• DIRECTIVE
Copy out every one of the lines below word for word, leaving out the images.

• RECORD LIST
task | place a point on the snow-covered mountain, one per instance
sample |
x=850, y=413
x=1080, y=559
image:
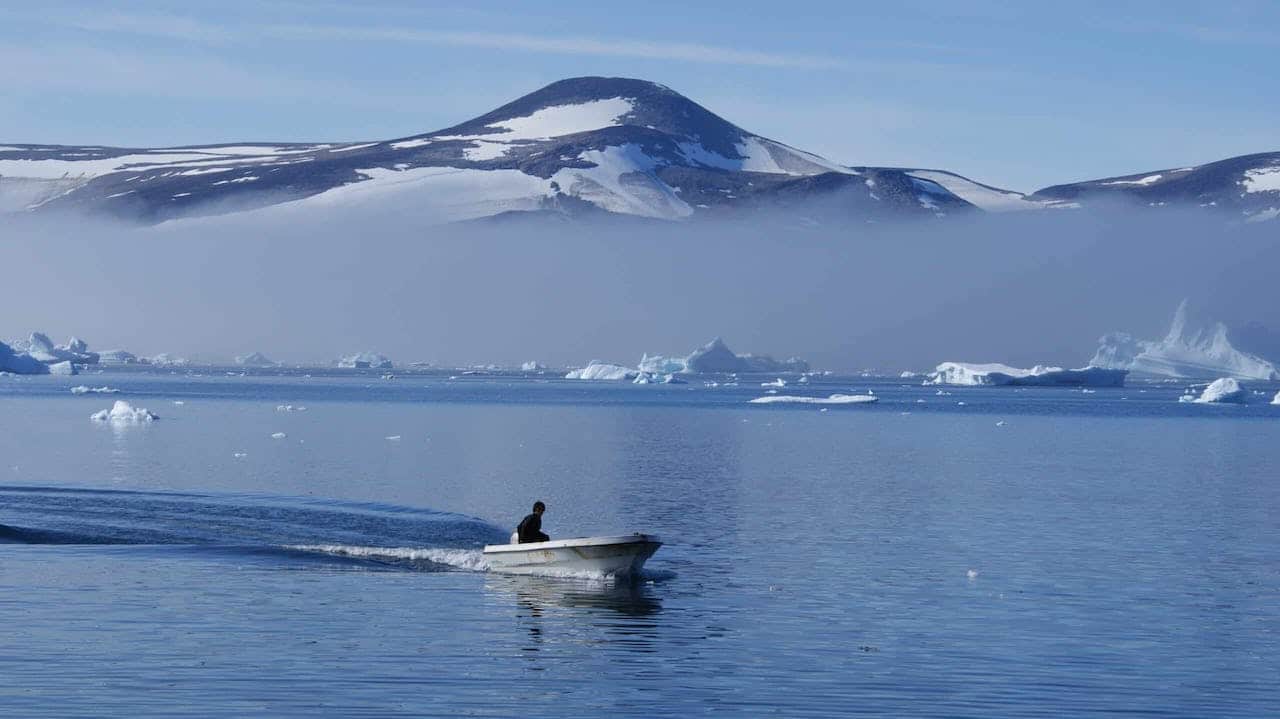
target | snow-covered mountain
x=577, y=146
x=1247, y=186
x=622, y=146
x=1194, y=347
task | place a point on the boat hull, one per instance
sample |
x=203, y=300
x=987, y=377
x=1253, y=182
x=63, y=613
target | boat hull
x=617, y=555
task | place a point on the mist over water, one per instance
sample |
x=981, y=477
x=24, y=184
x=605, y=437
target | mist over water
x=307, y=284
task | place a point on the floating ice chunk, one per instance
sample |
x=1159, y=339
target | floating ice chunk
x=124, y=413
x=1194, y=347
x=85, y=389
x=254, y=360
x=1224, y=390
x=995, y=374
x=603, y=371
x=832, y=399
x=63, y=369
x=117, y=357
x=19, y=362
x=167, y=360
x=365, y=361
x=659, y=365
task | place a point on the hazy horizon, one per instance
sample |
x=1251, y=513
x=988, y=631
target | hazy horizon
x=310, y=287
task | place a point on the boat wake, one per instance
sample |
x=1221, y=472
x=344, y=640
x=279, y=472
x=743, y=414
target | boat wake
x=365, y=534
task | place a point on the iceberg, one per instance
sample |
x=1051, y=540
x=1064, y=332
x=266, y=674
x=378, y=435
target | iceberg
x=995, y=374
x=832, y=399
x=64, y=367
x=1192, y=348
x=86, y=389
x=1225, y=390
x=716, y=357
x=603, y=371
x=117, y=357
x=167, y=360
x=254, y=360
x=19, y=362
x=124, y=413
x=365, y=361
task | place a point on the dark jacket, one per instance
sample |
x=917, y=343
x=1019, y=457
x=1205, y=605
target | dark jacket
x=531, y=530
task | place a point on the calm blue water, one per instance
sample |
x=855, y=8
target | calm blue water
x=1097, y=553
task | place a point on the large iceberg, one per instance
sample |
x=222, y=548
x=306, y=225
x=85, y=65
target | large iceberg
x=1224, y=390
x=254, y=360
x=42, y=348
x=716, y=357
x=993, y=374
x=1193, y=348
x=832, y=399
x=603, y=371
x=117, y=357
x=19, y=362
x=124, y=413
x=365, y=361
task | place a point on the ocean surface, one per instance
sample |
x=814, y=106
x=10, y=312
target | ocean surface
x=307, y=544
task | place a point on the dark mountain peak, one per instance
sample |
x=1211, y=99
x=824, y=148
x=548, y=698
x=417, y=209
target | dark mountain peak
x=639, y=102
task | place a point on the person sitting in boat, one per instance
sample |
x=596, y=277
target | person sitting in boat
x=531, y=527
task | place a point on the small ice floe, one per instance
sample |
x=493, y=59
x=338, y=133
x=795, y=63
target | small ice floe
x=832, y=399
x=63, y=369
x=86, y=389
x=124, y=413
x=1224, y=390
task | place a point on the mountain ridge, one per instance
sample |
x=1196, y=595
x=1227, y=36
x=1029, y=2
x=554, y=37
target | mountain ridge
x=579, y=145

• FULL ANSWER
task | place a point on the snow-covered mountain, one per instance
sample |
x=850, y=413
x=1080, y=559
image:
target | snow-covered mountain
x=577, y=146
x=1247, y=186
x=622, y=146
x=1194, y=347
task | place a point on the boat hull, one per instance
sample |
x=203, y=300
x=987, y=377
x=1253, y=182
x=63, y=613
target | boat hull
x=617, y=555
task | place a point on the mist over water, one per instance
sample |
x=981, y=477
x=24, y=184
x=605, y=437
target | mist over water
x=307, y=284
task | place a point on the floating ice chunk, one per instance
sample |
x=1159, y=339
target | floating ice chunk
x=124, y=413
x=1194, y=347
x=85, y=389
x=254, y=360
x=1224, y=390
x=995, y=374
x=603, y=371
x=832, y=399
x=63, y=369
x=117, y=357
x=19, y=362
x=167, y=360
x=365, y=361
x=659, y=365
task | place a point on the hazy horizon, one per instance
sample |
x=1251, y=513
x=988, y=631
target | hazy horizon
x=310, y=287
task | place a point on the boat wake, one per instance
sample |
x=1221, y=472
x=344, y=640
x=279, y=472
x=743, y=414
target | boat wake
x=365, y=534
task | place a point on the iceberg, one per instance
sample |
x=1051, y=540
x=1064, y=332
x=266, y=674
x=378, y=435
target | iceberg
x=995, y=374
x=832, y=399
x=64, y=367
x=1192, y=348
x=86, y=389
x=1225, y=390
x=716, y=357
x=603, y=371
x=117, y=357
x=167, y=360
x=254, y=360
x=19, y=362
x=124, y=413
x=365, y=361
task | place a point on the dark jacket, one per instance
sample |
x=917, y=343
x=1019, y=457
x=1205, y=605
target | dark jacket
x=531, y=530
task | place a point on the calm blue water, one per instance
sample |
x=855, y=8
target | calm blue water
x=1097, y=553
task | place a point on the large iceberg, one per instance
sample |
x=222, y=548
x=306, y=225
x=85, y=65
target | large iceberg
x=1224, y=390
x=254, y=360
x=42, y=348
x=716, y=357
x=993, y=374
x=1193, y=348
x=832, y=399
x=603, y=371
x=117, y=357
x=19, y=362
x=124, y=413
x=365, y=361
task | place a point on the ocean surface, one per instance
sample |
x=814, y=106
x=10, y=312
target | ocean surface
x=307, y=544
task | place a point on the dark mountain peak, one per instance
sample |
x=1211, y=99
x=824, y=148
x=548, y=698
x=417, y=209
target | dark mountain peak
x=639, y=102
task | place a point on the person sitting in boat, one per instance
sample |
x=596, y=277
target | person sitting in boat
x=531, y=527
task | place a point on the small ice floe, one per instance
sample |
x=493, y=59
x=338, y=133
x=795, y=63
target | small ice floe
x=832, y=399
x=63, y=369
x=86, y=389
x=124, y=413
x=1224, y=390
task | place a point on the mountain ridge, one per instance
sample |
x=1196, y=595
x=1227, y=36
x=1029, y=2
x=554, y=37
target | mountain ridge
x=579, y=145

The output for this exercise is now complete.